Page text:
Visualizing GitHub’s global community

This is the second post in a series about how we built our new homepage.

1. How our globe is built
2. How we collect and use the data behind the globe
3. How we made the page fast and performant
4. How we illustrate at GitHub
5. How we designed the homepage and wrote the narrative

In the first post, my teammate Tobias shared how we made the 3D globe come to life, with lots of nitty gritty details about Three.js, performance optimization, and delightful touches.

But there’s another side to the story—the data! We hope you enjoy the read. ✨

Data goals

When we kicked off the project, we knew that we didn’t want to make just another animated globe. We wanted the data to be interesting and engaging. We wanted it to be real, and most importantly, we wanted it to be live.

Luckily, the data was there.

The challenge then became designing a data service that addressed the following challenges:

1. How do we query our massive volume of data?
2. How do we show you the most interesting bits?
3. How do we geocode user locations in a way that respects privacy?
4. How do we expose the computed data back to the monolith?
5. How do we not break GitHub? 😊

Let’s begin, shall we?

Querying GitHub

So, how hard could it be to show you some recent pull requests? It turns out it’s actually very simple:

class GlobeController < ApplicationController
  def data
    pull_requests = PullRequest
      .where(open: true)
      .joins(:repositories)
      .where("repository.is_open_source = true")
      .last(10_000)

Material shown:
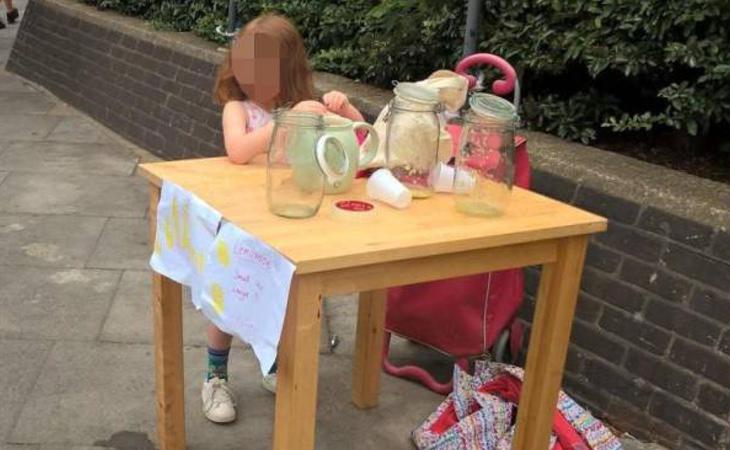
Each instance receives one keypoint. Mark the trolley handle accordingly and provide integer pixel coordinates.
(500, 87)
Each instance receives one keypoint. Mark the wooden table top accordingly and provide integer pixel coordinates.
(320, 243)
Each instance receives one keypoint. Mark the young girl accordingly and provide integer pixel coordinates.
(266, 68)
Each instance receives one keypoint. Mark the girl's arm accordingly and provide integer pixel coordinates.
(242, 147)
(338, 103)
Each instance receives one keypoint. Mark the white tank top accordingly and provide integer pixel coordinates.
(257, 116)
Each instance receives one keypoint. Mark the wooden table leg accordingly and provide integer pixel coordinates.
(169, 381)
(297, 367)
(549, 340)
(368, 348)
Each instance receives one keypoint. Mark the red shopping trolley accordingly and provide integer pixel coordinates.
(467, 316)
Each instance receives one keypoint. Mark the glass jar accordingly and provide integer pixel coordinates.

---

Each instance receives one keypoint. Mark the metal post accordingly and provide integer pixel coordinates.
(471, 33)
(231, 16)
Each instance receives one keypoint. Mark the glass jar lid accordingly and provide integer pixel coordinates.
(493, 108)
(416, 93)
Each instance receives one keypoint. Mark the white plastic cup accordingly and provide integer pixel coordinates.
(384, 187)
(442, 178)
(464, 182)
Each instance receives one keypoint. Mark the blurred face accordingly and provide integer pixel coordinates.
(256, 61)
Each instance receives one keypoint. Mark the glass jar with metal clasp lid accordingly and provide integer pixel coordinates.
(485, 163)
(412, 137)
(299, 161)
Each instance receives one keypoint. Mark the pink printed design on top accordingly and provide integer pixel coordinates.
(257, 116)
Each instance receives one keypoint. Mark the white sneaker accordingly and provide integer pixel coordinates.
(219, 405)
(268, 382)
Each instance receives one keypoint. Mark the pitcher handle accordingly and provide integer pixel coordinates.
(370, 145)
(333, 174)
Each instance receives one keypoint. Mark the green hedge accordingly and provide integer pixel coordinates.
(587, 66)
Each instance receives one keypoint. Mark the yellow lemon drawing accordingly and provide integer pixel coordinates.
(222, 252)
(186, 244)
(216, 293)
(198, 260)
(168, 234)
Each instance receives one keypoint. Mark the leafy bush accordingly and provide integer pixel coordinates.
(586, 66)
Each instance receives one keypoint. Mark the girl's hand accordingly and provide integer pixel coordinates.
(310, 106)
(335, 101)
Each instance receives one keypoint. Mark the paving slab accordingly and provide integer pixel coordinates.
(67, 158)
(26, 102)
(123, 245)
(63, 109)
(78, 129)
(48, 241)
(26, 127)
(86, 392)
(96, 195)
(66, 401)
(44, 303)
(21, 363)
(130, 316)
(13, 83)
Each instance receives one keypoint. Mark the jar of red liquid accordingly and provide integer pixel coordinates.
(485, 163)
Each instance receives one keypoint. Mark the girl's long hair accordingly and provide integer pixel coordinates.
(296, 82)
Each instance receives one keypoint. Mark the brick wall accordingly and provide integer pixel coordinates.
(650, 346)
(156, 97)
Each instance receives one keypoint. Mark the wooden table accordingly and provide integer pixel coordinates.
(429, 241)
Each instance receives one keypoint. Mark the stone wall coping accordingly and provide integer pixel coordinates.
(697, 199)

---

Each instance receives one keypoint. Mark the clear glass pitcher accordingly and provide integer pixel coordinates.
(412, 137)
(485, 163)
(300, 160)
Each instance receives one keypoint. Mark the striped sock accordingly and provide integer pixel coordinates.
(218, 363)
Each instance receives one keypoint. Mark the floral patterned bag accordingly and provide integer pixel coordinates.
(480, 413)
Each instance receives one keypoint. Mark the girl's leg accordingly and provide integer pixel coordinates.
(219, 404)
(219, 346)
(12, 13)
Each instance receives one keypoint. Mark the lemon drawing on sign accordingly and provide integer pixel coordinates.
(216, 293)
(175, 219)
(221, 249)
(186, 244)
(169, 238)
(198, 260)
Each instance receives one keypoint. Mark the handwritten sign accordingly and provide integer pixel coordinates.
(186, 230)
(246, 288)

Instructions for the task: Continue the post about the data behind GitHub's homepage globe, starting right after its last line.

Exercise output:
    render json: pull_requests
  end
end

Just kidding 😛

Because of the volume of data generated on GitHub every day, the size of our databases, as well as the importance of keeping GitHub fast and reliable, we knew we couldn’t query our production databases directly.

Luckily, we have a data warehouse and a fantastic team that maintains it. Data from production is fetched, sanitized, and packaged nicely into the data warehouse on a regular schedule. The data can then be queried using Presto, a flavor of SQL meant for querying large sets of data.

We also wanted the data to be as fresh as possible. So instead of querying snapshots of our MySQL tables that are only copied over once a day, we were able to query data coming from our Apache Kafka event stream that makes it into the data warehouse much more regularly.

As an example, we have an event that is reported every time a pull request is merged. The event is defined in a format called protobuf, which stands for “protocol buffer.”

Here’s what the protobuf for a merged pull request event might look like:

message PullRequestMerge {
  github.v1.entities.User actor = 1;
  github.v1.entities.Repository repository = 2;
  github.v1.entities.User repository_owner = 3;
  github.v1.entities.PullRequest pull_request = 4;
  github.v1.entities.Issue issue = 5;
}

Each row corresponds to an “entity,” each of which is defined in its own protobuf file. Here’s a snippet from the definition of a pull request entity:

message PullRequest {
  uint64 id = 1;
  string global_relay_id = 2;
  uint64 author_id = 3;

  enum PullRequestState {
    UNKNOWN = 0;
    OPEN = 1;
    CLOSED = 2;
    MERGED = 3;
  }
  PullRequestState pull_request_state = 4;

  google.protobuf.Timestamp created_at = 5;
  google.protobuf.Timestamp updated_at = 6;
}

Including an entity in an event will pass along all of the attributes defined for it. All of that data gets copied into our data warehouse for every pull request that is merged.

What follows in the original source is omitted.